Work to complete:
Please return every line of the entries below unchanged, character for character.

Working data:
::::::

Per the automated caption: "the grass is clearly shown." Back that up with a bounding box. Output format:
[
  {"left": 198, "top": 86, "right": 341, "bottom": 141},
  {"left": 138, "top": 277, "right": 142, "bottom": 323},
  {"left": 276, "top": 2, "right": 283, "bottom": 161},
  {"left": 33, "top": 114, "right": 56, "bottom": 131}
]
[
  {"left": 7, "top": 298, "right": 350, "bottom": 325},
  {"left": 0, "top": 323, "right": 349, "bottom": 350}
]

::::::

Problem solution:
Per the automated caption: "the grass is clearly shown." Back that up with a bounding box. Output format:
[
  {"left": 198, "top": 86, "right": 341, "bottom": 141},
  {"left": 138, "top": 277, "right": 142, "bottom": 323},
  {"left": 276, "top": 2, "right": 283, "bottom": 161},
  {"left": 33, "top": 114, "right": 56, "bottom": 131}
]
[
  {"left": 7, "top": 298, "right": 350, "bottom": 325},
  {"left": 0, "top": 323, "right": 349, "bottom": 350}
]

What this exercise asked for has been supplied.